Start Supplied passage

For the next ten minutes I was confronted with a hostile client who lectured me how worthless I was, how worthless the audio was, and his timeline deadlines not being able to take the project to either the client or his other business meetings for demo purposes. My calm response (worthless over ten minutes) was to contact our studio producer to troubleshoot the challenge. All answers falling on deaf ears of a very angry man and his copywriter (a woman) knowing all too well how (blank) gets.’ I saw that same look on her face months earlier when he ranted about the racism 35 years ago and his experience. That’s when I realized racism comes in all sizes, shapes and colors. I was on the receving end of the racism though it would take another ten minutes to realize how serious it could get.
Every reasonable option I offered was not good enough. The man cornered me in the cubicle workstation charging forward, yelling, screaming, and demanding I was ‘ripping him off,’ going ‘too hollywood’ for him. What set off my button was when the finger came closer to my face and thumping my chest. Listen, I haven’t been in a fight since the 8th grade. I’m all of 6 foot and 140 pounds up against the mountain of a man at 6’5″ and close to 280 pounds. Making matters worse I was due on a shoot at the top of the hour and things were deteriorating making no headway with the client. I offered to delay the billing, cut rates, and work it out. My breaking point is when he started pushing me around. I brushed past him suggesting I would be calling the police if he didn’t settle down. Then suggested when he had cooled down to call me and I’d offer whatever solution it took – that I had an appointment and I turned to leave. That’s when the unexpected happened.
From behiind me I heard the following words “Don’t you walk away from me White Boy.” I’m 48 years old, wear glasses, and never saw it coming. My view of the storm clear glass door became the ceiling as the man grabed me by the neck, then shoulders flipping me backwards to the ground, pinning me to the floor and in my face screaming I had to make it right then and there.

End Supplied passage
Start Data lines

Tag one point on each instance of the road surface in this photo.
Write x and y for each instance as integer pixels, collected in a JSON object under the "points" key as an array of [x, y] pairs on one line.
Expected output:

End Data lines

◆ What the exercise asks
Set down the account of the client confrontation word for word, from "From behiind me" to "then and there.". The lines above play no part in this exercise.

◆ Output
From behiind me I heard the following words “Don’t you walk away from me White Boy.” I’m 48 years old, wear glasses, and never saw it coming. My view of the storm clear glass door became the ceiling as the man grabed me by the neck, then shoulders flipping me backwards to the ground, pinning me to the floor and in my face screaming I had to make it right then and there.